▸ **DOCUMENT SECTION**:
####################

At CMU, they teach you at one level, but then they test you at a much higher level. Somehow you have to figure out how to make that connection, that jump.
Tiffani Maycock , Alum, College of Engineering
“At CMU, they teach you at one level, but then they test you at a much higher level,” Maycock says. “Somehow you have to figure out how to make that connection, that jump. You have to think, ‘They taught me this, but how do I extrapolate this to make connections beyond the basics I was taught.’”
She decided to pursue medicine after taking a course in musculoskeletal biomechanics and learning her teaching assistant was headed to medical school, an option she hadn’t considered.
“I knew I enjoyed the musculoskeletal system, yet from my research, I knew I didn’t want to do orthopedic surgery, and I saw a poster with those tear-off postcards you’d mail in to get more information,” Maycock says. “It was an osteopathic school, and I knew it was perfect. It’s the musculoskeletal system, manipulation, and conventional medicine. It was the best of both worlds for me.”
She received her doctor of osteopathic medicine and master’s degree and completed a fellowship in manipulative medicine at Ohio University’s Heritage College of Osteopathic Medicine. After three years of family medicine residency training, she started to think of the future and sought another way to combine her new dreams: delivering babies and mission work.
She found it in a one-year surgical obstetrics fellowship sponsored by the UAB Huntsville Family Medicine Residency Program and the Alabama Rural Health Board.
In the community
Maycock’s mother grew up in rural Alabama, and her family still celebrates Thanksgiving together in Midway, each year. So her fellowship in Huntsville, which also required her to teach or work in an underserved area after her training, seemed to be a perfect match.
Maycock learned how to perform cesarean sections and manage high-risk obstetrics patients and fostered her love of community medicine and outreach by teaching in the University of Alabama (UAB) Huntsville Family Medicine Residency Program.
“I took over the community medicine rotation, and I grew it,” Maycock says. “It became my niche.”
She wrote and directed the community medicine curriculum and coordinated health fairs, lecture series, and screenings. She teamed up with community partners in Selma at an early literacy program, the YMCA, area schools and the public library system and expanded a free family medicine clinic called Doc On The Spot.

####################

▸ **WORK ORDER**: Pick up the profile of Tiffani Maycock above and continue it from its final sentence.

▸ **GIVEN DATA**:
####################

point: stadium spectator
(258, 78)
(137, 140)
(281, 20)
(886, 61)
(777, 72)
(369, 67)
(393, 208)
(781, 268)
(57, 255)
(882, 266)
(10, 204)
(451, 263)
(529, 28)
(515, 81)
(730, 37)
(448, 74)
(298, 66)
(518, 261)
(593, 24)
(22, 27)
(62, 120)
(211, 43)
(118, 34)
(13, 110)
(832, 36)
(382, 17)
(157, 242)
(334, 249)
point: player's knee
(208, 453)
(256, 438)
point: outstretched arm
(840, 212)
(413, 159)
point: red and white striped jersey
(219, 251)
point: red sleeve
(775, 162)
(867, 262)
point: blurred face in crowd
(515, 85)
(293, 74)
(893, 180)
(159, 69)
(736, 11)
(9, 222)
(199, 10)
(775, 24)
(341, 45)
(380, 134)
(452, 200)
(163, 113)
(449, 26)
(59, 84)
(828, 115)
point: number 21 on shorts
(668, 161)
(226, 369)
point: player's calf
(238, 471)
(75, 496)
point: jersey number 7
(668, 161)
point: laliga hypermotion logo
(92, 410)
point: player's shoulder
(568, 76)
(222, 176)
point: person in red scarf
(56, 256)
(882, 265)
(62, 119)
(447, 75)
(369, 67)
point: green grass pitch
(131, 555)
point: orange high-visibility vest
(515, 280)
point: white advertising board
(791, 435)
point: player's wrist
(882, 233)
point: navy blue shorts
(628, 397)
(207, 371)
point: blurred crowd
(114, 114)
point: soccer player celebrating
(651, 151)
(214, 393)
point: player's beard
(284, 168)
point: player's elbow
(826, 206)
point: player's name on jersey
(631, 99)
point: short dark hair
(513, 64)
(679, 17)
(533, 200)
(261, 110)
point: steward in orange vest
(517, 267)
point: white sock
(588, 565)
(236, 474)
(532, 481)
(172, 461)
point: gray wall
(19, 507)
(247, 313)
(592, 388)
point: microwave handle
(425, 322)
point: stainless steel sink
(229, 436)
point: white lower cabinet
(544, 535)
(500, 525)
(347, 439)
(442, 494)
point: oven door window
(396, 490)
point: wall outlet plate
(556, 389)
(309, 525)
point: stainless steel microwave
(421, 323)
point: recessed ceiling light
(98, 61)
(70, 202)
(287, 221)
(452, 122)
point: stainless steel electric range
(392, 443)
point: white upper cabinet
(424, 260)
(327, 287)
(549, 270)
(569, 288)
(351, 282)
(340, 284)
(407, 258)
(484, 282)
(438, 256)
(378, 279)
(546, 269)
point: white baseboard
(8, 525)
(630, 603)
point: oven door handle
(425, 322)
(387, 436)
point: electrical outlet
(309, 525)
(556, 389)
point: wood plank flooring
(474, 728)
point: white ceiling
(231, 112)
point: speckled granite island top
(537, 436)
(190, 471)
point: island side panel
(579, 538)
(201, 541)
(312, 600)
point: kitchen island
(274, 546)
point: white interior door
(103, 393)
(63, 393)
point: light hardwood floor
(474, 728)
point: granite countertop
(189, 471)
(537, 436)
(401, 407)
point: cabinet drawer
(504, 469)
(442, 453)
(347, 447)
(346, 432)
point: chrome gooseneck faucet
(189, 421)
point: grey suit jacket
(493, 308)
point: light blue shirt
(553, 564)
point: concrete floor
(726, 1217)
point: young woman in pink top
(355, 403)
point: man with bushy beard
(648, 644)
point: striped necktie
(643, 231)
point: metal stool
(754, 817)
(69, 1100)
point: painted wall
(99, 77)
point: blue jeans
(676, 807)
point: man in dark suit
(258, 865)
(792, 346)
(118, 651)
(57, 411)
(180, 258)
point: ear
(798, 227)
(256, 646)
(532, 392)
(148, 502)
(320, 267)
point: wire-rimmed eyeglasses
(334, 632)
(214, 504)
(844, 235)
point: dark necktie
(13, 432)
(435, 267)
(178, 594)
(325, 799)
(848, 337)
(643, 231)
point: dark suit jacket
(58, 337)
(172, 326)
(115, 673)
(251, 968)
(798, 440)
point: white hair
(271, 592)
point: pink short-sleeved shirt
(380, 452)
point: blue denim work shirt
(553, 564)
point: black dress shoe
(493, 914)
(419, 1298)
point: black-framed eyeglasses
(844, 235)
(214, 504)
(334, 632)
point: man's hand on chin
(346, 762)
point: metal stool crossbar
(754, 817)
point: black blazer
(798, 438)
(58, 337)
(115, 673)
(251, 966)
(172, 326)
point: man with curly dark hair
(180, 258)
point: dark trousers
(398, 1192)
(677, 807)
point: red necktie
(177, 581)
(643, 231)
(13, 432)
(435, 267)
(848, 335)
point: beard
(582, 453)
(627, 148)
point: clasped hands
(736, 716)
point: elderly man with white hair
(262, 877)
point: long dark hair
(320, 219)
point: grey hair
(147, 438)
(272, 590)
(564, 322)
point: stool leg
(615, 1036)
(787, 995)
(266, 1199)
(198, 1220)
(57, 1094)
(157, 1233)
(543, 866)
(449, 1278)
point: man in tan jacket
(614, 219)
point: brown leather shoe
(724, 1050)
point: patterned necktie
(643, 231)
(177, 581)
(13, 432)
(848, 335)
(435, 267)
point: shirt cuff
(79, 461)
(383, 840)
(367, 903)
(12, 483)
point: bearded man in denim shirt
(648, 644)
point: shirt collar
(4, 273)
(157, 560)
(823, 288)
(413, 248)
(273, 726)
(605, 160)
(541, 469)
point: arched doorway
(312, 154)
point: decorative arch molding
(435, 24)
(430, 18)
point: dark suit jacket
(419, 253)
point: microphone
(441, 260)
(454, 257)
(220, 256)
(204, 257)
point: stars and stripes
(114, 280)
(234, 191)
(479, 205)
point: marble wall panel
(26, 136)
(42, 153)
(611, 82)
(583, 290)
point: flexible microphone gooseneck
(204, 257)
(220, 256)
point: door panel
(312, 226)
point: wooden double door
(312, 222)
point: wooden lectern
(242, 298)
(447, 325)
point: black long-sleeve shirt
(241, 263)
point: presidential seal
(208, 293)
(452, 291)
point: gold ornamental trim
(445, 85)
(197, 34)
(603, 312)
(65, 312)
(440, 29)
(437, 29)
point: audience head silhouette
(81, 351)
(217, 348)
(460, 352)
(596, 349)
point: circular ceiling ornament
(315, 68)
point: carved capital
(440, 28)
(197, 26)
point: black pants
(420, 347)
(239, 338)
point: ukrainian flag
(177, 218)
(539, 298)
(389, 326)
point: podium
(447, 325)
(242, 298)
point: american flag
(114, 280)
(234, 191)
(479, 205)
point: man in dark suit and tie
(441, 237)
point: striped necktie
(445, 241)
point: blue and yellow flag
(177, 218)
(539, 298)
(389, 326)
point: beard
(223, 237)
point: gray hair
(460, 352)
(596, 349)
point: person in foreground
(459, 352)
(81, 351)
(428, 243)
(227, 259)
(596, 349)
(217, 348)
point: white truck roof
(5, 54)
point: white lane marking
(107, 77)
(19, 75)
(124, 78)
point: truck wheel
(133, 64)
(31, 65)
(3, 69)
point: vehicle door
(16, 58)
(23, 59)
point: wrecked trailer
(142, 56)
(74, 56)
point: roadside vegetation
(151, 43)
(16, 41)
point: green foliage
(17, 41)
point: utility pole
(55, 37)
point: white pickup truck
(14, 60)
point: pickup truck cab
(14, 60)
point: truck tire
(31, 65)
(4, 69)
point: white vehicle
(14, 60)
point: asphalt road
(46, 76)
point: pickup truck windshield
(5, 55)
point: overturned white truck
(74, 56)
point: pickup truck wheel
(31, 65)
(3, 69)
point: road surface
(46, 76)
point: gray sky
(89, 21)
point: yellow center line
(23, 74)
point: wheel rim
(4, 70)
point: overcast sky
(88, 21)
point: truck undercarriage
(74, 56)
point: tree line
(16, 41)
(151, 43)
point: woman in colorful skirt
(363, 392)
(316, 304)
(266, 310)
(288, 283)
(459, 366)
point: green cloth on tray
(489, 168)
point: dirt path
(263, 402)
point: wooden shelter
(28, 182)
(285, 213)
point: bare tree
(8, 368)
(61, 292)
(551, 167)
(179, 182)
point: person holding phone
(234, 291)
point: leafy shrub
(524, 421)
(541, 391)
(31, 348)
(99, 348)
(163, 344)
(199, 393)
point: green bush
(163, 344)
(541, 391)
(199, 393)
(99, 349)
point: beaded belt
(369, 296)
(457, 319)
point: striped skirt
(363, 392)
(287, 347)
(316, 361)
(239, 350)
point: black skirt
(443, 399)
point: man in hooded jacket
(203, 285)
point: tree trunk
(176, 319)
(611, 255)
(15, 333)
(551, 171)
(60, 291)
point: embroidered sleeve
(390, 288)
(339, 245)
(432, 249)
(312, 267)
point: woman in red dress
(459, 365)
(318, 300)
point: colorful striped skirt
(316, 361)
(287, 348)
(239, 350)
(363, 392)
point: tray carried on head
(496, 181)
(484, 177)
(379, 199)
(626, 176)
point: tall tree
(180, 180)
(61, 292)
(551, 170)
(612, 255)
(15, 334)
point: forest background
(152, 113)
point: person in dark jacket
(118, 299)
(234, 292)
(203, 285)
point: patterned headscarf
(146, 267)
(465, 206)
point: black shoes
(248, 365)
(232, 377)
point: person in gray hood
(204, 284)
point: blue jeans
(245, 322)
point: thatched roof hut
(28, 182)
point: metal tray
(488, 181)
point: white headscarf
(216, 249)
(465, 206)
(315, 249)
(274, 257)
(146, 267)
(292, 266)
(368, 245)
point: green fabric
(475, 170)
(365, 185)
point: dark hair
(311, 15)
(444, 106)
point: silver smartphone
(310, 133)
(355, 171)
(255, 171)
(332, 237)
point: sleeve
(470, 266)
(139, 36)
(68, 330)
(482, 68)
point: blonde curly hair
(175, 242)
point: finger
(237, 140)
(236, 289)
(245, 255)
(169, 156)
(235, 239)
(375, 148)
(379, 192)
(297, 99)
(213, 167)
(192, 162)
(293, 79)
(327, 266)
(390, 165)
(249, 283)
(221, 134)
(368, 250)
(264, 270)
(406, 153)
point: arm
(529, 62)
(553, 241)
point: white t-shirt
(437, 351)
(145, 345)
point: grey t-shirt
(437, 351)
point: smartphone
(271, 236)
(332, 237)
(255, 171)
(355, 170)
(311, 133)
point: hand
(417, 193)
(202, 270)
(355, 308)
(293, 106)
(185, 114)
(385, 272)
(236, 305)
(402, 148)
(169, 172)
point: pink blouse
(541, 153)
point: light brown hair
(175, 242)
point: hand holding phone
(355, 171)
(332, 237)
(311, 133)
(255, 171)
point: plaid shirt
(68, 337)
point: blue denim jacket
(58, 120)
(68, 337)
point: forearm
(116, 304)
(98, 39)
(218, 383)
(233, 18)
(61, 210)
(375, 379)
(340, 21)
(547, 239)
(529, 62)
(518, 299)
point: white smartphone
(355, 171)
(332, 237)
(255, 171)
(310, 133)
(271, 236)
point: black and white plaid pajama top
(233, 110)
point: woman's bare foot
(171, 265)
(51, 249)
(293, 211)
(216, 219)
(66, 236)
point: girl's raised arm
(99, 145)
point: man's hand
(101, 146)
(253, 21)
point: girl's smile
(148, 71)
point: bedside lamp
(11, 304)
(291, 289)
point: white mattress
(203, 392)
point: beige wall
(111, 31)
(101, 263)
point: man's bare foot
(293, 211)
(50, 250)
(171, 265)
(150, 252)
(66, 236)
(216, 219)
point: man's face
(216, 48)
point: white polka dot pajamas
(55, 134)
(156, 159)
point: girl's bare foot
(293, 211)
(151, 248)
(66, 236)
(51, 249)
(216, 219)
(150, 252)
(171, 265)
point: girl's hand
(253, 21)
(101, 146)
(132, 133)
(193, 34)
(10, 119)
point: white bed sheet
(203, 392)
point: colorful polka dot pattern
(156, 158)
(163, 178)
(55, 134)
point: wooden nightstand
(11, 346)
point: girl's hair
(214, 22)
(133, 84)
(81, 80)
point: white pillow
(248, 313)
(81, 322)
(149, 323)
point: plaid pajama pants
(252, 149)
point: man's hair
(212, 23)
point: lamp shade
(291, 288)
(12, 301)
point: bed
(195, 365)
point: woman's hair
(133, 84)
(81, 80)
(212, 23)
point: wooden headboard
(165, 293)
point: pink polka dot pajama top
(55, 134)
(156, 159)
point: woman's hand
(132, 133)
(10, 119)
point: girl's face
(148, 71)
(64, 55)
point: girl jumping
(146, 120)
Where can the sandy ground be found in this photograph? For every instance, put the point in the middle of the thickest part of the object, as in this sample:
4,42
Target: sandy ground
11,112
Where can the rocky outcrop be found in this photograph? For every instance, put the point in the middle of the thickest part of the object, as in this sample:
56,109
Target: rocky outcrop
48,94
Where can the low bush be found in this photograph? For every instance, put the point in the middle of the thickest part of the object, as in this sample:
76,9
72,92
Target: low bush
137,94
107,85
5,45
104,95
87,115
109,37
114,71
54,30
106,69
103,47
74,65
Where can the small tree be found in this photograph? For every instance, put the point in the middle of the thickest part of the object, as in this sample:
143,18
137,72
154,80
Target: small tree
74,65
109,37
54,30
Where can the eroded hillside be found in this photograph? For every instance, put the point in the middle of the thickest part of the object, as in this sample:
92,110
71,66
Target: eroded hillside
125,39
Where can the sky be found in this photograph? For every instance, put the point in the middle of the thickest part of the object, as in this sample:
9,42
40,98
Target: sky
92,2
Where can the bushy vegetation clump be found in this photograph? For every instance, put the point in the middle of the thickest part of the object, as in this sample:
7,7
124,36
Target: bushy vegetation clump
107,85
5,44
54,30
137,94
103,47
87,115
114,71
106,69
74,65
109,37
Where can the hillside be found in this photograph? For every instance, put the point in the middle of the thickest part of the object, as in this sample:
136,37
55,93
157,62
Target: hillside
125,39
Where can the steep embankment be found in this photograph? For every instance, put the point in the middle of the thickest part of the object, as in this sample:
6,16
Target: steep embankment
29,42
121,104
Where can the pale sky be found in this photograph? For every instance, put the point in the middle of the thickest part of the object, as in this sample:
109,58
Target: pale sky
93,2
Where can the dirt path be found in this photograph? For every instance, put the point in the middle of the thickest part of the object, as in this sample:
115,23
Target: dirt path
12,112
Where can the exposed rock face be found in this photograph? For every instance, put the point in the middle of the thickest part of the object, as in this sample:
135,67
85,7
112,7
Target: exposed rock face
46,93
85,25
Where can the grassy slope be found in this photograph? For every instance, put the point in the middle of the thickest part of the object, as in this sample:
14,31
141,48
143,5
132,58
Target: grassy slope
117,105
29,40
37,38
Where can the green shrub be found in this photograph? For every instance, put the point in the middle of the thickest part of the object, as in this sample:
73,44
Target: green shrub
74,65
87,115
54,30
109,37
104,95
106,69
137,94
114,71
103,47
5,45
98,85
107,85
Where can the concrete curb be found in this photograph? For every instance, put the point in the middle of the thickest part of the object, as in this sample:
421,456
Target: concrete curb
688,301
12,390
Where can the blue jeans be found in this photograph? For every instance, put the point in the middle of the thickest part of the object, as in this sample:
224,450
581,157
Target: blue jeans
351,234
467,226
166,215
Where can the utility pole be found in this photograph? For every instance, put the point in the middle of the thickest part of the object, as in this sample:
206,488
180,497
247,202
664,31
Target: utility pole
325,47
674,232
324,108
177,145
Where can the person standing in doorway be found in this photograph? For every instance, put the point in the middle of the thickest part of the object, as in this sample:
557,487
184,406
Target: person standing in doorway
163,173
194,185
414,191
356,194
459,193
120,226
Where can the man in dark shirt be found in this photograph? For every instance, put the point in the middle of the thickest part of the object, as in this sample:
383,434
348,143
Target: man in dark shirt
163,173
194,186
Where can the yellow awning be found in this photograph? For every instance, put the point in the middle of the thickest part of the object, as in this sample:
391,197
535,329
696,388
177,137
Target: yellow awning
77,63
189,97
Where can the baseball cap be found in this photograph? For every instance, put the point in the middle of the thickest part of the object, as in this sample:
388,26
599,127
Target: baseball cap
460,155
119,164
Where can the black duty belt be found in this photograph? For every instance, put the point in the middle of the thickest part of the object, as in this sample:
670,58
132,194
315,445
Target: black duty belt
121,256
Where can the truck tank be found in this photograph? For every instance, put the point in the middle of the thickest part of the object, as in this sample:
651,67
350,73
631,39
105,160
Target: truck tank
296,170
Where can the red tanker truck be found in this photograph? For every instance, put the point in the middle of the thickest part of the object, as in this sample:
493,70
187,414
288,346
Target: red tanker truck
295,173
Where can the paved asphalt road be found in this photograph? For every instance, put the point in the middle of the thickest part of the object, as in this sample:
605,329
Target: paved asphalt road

####################

▸ **ANSWER BELOW**:
Soon though, she got married, had two children and moved to Virginia—only to find herself looking to head south. When a friend mentioned an open position for the UAB Selma Family Medicine Residency Program, she knew she’d found another fit.
A healthier future
In addition to her director role, she also serves as an associate professor in the Department of Family Medicine at UAB’s School of Medicine and hospitalist director at Vaughn Regional Medical Center and instructs residents and medical students as part of the Rural Training Track Collaborative designed to sustain health professions education in rural places.
Those “hats” vary from day to day: shuffling between a hospital or clinic supervising residents; traveling to nursing homes and personal residences to treat patients; and serving on boards at the national level like her new role on the American Board of Family Medicine where she is the second D.O. in the board’s 40-year history.
If we can get them engaged and help them to see there are healthier and better ways forward, that will be huge.
Tiffani Maycock, Alum, College of Engineering
But no matter which one she is wearing, she is always working to expand health literacy around nutrition, boost access to medical care and fresh foods, and break generational cycles reinforced by the realities of day-to-day life in underserved communities.
“That’s why I really enjoy working with kids,” Maycock says. “If we can get them engaged and help them to see there are healthier and better ways forward, that will be huge.”
“Some of these barriers are difficult, but I’m really excited about the opportunities ahead.”